PROMPT:
Look through the data below. Show each line where the string "light" occurs.

[Dataset entries]
----

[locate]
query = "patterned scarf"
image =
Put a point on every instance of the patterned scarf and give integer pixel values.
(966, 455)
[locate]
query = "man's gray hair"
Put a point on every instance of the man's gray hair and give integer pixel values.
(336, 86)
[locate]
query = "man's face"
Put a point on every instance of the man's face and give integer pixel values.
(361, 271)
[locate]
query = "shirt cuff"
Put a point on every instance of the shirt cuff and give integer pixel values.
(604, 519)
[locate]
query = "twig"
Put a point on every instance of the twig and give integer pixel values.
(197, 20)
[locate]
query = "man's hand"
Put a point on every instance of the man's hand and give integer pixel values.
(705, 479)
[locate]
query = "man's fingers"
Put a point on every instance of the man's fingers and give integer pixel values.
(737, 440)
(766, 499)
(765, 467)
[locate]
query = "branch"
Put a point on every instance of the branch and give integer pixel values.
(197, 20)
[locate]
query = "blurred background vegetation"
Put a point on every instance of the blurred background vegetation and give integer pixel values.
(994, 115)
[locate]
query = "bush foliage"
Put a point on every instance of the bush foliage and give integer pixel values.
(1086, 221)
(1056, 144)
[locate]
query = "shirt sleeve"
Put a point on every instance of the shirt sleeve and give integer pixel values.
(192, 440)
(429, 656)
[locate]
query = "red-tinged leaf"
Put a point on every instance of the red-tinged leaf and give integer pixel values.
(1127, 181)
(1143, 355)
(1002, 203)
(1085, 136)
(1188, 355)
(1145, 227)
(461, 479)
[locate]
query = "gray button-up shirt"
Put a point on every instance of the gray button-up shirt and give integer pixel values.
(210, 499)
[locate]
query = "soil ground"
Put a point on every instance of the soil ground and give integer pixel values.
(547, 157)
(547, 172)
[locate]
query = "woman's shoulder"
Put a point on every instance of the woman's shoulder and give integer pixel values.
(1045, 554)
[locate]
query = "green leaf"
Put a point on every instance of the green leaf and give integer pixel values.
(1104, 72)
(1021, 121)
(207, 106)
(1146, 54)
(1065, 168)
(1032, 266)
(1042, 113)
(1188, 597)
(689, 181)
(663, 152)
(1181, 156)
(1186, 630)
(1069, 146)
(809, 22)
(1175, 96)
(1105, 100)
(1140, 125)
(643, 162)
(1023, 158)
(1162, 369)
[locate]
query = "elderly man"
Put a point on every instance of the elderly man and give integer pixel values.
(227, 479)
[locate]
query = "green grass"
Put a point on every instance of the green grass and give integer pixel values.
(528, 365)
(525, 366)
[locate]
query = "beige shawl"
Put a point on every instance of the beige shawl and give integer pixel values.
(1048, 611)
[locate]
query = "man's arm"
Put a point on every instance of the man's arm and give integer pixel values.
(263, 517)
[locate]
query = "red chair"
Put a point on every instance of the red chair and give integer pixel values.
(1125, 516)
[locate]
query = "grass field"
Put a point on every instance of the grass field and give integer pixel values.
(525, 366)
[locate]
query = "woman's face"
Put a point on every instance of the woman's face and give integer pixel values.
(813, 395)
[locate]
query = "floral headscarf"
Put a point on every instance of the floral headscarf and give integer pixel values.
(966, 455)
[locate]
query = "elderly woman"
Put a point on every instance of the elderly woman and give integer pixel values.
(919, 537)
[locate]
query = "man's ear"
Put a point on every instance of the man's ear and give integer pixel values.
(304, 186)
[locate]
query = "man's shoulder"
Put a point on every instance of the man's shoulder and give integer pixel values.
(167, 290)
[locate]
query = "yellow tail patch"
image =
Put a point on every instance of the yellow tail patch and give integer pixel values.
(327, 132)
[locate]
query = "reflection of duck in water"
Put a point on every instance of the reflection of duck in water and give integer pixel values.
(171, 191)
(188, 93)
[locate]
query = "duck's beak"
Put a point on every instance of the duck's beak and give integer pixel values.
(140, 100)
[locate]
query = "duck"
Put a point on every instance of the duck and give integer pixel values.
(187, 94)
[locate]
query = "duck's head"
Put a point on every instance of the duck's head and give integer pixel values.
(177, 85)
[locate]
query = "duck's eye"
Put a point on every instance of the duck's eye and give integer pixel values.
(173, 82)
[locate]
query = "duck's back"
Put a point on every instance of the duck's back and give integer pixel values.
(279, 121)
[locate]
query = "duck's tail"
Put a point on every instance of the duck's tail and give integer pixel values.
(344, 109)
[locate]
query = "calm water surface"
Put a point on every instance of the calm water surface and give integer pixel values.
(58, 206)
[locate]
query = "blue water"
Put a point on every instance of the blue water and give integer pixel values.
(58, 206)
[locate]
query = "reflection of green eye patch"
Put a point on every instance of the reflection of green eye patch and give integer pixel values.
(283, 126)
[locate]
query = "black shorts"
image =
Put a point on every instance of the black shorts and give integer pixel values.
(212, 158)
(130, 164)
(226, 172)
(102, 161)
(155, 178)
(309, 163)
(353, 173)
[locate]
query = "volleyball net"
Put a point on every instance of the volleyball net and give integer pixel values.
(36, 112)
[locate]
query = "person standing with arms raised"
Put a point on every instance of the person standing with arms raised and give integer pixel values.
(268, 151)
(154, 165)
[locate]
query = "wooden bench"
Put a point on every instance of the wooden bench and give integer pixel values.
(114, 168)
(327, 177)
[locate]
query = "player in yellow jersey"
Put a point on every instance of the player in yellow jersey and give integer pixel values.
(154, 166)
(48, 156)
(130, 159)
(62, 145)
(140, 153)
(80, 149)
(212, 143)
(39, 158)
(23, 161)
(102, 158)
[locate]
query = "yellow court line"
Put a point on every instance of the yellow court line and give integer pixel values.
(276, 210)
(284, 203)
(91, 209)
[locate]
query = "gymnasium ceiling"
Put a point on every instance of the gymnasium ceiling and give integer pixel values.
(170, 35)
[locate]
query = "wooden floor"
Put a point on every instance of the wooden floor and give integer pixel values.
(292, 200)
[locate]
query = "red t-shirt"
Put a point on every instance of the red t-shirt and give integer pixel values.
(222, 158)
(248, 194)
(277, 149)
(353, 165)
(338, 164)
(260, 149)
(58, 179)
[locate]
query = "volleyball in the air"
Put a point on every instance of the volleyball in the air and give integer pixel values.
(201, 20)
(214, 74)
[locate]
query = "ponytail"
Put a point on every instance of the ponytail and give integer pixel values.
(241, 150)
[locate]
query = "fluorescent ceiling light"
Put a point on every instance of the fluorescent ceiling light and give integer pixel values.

----

ANSWER TO THIS TASK:
query = "fluorescent ceiling light"
Put a point on every instance of the fluorescent ceiling light and give integer pixel values.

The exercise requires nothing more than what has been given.